*Source passage*

Edgar remembers the day clearly. He was at an engagement party on a bright and sunny day in Philadelphia. This was LONG before the days of texting, twitter, cell phones, and instant communications. The floor model radio interrupted its background music program to announce the unthinkable - America had been attacked by Japan.
The guests left in a hurry. Nobody knew what would happen next.
About two hours later, newsboys ran up and down the streets, shouting WAR, and selling the Philadelphia Record with its gigantic headline. In those days, Philadelphia had four fibrant daily newspapers.
During one of our many trips to Hawaii, we sought out people who lived in Hawaii during the attack on Pearl Harbor.
Russell Cades, a graduate of Philadelphia's Central High School, and the University of Pennsylvania undergrad and law schools, lived in Honolulu since the 1920's and headed the largest law firm in Honolulu, remembered that day clearly. "I stood outside my house on the hill and saw the bombs' falling and the return anti-aircraft fire."

*Given data*
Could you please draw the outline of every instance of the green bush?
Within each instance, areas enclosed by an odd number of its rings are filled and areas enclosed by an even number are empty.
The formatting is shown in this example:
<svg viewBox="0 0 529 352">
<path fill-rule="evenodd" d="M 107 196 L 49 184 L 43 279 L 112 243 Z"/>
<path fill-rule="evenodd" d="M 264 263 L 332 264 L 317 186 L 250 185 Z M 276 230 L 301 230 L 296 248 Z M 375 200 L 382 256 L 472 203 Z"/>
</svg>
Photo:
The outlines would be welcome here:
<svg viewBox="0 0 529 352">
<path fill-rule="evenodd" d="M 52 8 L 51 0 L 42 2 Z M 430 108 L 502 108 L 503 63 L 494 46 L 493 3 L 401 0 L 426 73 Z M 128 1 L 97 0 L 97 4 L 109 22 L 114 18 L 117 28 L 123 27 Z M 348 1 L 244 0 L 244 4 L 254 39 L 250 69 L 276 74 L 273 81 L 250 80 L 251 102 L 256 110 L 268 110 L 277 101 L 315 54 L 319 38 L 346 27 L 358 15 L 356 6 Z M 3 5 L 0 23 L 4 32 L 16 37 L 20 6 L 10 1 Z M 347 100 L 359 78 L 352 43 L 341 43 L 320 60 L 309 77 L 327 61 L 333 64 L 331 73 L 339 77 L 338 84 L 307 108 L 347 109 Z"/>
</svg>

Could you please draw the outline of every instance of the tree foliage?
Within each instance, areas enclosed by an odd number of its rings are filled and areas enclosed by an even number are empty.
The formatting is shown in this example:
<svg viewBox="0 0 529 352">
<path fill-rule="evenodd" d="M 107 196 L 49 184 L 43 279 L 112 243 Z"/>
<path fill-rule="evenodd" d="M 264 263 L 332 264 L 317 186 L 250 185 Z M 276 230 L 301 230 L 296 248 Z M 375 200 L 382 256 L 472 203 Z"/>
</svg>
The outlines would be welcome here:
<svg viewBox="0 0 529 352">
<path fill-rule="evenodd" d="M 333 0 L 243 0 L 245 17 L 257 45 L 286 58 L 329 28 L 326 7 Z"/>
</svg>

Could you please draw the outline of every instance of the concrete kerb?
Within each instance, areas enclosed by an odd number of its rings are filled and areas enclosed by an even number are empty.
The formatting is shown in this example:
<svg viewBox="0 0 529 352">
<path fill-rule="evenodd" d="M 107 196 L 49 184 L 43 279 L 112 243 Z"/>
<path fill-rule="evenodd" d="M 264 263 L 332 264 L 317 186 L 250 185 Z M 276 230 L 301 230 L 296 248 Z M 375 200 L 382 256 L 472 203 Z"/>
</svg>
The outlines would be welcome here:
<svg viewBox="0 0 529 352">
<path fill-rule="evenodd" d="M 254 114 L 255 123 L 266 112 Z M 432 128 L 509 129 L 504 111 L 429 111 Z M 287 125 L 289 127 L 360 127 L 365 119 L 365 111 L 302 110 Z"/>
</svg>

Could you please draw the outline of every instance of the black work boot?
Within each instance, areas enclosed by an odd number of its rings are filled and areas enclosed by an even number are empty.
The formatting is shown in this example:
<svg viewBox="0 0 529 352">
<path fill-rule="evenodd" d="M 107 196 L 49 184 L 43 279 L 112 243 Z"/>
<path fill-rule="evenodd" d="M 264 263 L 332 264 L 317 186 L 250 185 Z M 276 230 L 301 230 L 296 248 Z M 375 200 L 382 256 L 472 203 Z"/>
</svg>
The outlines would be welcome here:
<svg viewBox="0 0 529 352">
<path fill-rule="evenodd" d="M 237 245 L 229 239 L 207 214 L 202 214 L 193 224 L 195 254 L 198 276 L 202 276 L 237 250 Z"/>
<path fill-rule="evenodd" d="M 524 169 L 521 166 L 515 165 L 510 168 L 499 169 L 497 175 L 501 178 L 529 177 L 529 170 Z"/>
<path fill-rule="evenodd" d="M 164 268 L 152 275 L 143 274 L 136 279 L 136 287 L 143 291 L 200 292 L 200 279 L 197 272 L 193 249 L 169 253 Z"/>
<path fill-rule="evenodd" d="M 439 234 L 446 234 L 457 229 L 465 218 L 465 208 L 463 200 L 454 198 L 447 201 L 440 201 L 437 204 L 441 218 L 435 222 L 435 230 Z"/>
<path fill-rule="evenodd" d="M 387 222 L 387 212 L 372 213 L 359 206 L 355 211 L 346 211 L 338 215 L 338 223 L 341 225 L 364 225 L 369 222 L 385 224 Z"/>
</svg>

*Instructions*
1. List the forms of communication that the passage on the Pearl Harbor attack says did not yet exist at the time.
2. Repeat the passage on the Pearl Harbor attack word for word, starting with "Edgar remembers the" and going on through "on Pearl Harbor.".

*Results of the exercise*
1.
texting
twitter
cell phones
instant communications

2.
Edgar remembers the day clearly. He was at an engagement party on a bright and sunny day in Philadelphia. This was LONG before the days of texting, twitter, cell phones, and instant communications. The floor model radio interrupted its background music program to announce the unthinkable - America had been attacked by Japan.
The guests left in a hurry. Nobody knew what would happen next.
About two hours later, newsboys ran up and down the streets, shouting WAR, and selling the Philadelphia Record with its gigantic headline. In those days, Philadelphia had four fibrant daily newspapers.
During one of our many trips to Hawaii, we sought out people who lived in Hawaii during the attack on Pearl Harbor.